| GOAL OF THE EXERCISE |
Reproduce the full passage below on the wiff2dta data conversion tool, word for word.

We decided to develop a tool for converting data obtained from Applied Biosystems QStar™, providing features like batch processing in an operatorless high throughput environment. If no ER, NL or Prec scans are used, data acquired using a QTrap™ 2000/4000 can be converted, too. This tool is named wiff2dta.

The implementation was done according to the Analyst™ Cookbook, a documentation available from Applied Biosystems upon request. wiff2dta is implemented in Visual Basic™ (Microsoft Corp.) because ActiveX™ is provided as the one and only application programming interface (API) by Applied Biosystem's Analyst™ software. Therefore, this is needed for accessing the binary wiff files. Thus, this tool is operating system dependant and only runs on Windows™ (Microsoft Corp.) systems. We use the code provided by the Analyst™ software API in order to benefit from new releases and maintain coherence.

| SUPPLIED DATA |

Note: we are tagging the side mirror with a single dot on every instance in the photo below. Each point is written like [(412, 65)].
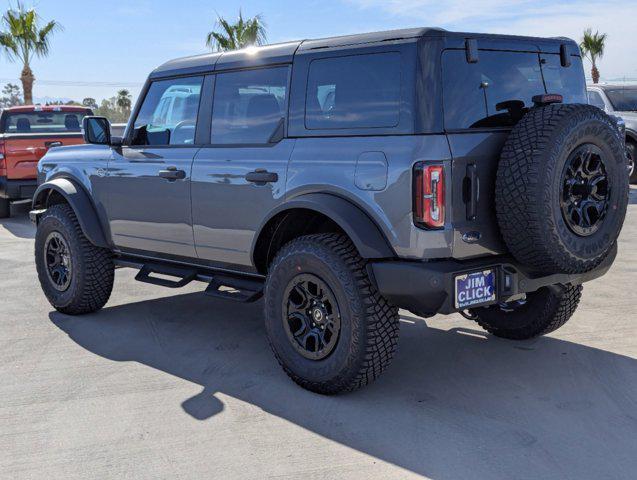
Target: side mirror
[(96, 130)]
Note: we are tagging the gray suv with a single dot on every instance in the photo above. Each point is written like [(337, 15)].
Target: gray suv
[(620, 101), (342, 179)]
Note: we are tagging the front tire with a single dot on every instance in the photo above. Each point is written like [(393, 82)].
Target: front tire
[(631, 153), (542, 312), (328, 326), (76, 276)]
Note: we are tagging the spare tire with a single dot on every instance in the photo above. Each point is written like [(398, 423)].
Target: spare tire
[(562, 188)]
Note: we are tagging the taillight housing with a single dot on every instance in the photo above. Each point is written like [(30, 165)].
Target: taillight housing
[(3, 160), (429, 196)]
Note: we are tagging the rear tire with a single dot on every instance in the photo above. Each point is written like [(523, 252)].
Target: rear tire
[(5, 208), (543, 312), (631, 150), (363, 325), (76, 276)]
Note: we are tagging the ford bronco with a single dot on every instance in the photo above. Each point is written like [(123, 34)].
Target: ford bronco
[(26, 134), (342, 179)]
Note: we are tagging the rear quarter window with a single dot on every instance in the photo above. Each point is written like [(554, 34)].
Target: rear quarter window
[(357, 91), (497, 90)]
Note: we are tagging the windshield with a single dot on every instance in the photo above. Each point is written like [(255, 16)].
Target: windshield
[(43, 122), (623, 99)]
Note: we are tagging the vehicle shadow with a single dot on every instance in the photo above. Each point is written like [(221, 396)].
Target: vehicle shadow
[(455, 404), (18, 224)]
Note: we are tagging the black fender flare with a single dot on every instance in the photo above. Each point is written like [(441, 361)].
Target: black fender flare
[(81, 204), (361, 229)]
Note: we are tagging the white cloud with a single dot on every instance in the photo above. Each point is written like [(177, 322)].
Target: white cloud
[(525, 17)]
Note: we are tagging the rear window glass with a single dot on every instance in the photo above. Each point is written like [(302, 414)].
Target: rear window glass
[(623, 99), (567, 81), (43, 122), (498, 90), (360, 91)]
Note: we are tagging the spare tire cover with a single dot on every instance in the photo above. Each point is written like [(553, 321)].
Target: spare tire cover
[(562, 188)]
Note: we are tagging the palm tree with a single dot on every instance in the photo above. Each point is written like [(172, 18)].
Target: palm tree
[(124, 100), (23, 39), (233, 36), (592, 47)]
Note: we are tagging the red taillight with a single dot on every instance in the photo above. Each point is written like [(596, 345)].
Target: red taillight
[(3, 161), (429, 196)]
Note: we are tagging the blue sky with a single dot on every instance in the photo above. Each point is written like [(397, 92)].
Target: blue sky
[(109, 45)]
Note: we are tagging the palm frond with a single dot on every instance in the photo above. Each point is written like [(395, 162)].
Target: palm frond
[(231, 36)]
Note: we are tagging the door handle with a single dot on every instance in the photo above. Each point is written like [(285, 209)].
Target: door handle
[(171, 173), (261, 176)]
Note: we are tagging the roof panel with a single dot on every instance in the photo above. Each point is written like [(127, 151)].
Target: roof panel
[(258, 56), (284, 52)]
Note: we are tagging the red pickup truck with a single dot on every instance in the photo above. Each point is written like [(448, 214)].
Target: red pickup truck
[(26, 134)]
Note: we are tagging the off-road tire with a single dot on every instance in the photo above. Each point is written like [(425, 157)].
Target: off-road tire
[(631, 148), (369, 324), (544, 312), (92, 271), (5, 208), (529, 188)]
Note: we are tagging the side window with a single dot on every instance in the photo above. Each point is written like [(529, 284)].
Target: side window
[(249, 106), (595, 99), (358, 91), (494, 92), (567, 81), (168, 115)]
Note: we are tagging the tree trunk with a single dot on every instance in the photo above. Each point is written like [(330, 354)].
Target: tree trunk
[(27, 80), (595, 74)]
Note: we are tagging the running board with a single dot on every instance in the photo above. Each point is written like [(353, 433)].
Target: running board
[(185, 276), (227, 285), (243, 290)]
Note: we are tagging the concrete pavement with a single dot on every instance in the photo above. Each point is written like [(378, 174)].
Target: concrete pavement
[(184, 386)]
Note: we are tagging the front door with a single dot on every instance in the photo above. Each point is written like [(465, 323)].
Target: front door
[(241, 176), (148, 204)]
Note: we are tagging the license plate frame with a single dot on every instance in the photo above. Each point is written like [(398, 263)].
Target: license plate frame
[(474, 289)]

| ANSWER AREA |
We decided to develop a tool for converting data obtained from Applied Biosystems QStar™, providing features like batch processing in an operatorless high throughput environment. If no ER, NL or Prec scans are used, data acquired using a QTrap™ 2000/4000 can be converted, too. This tool is named wiff2dta.

The implementation was done according to the Analyst™ Cookbook, a documentation available from Applied Biosystems upon request. wiff2dta is implemented in Visual Basic™ (Microsoft Corp.) because ActiveX™ is provided as the one and only application programming interface (API) by Applied Biosystem's Analyst™ software. Therefore, this is needed for accessing the binary wiff files. Thus, this tool is operating system dependant and only runs on Windows™ (Microsoft Corp.) systems. We use the code provided by the Analyst™ software API in order to benefit from new releases and maintain coherence.